Assignment >> Reproduce the records precisely. Every line should be included.

Provided entries >>

——

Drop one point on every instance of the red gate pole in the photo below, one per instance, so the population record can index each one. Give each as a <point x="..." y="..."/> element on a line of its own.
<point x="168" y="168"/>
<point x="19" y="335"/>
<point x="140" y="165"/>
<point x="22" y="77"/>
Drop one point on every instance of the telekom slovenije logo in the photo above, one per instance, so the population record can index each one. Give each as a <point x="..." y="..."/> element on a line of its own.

——

Response >>
Drop one point on every instance of the red gate pole in the photo below, one per instance, so the population record can index each one. Give each as a <point x="..." y="..."/> element on a line of its own.
<point x="168" y="168"/>
<point x="19" y="335"/>
<point x="140" y="165"/>
<point x="22" y="77"/>
Drop one point on every instance of the telekom slovenije logo in the photo above, one per instance, so the population record can index each one. Give each as a <point x="..." y="..."/> element on a line of its own.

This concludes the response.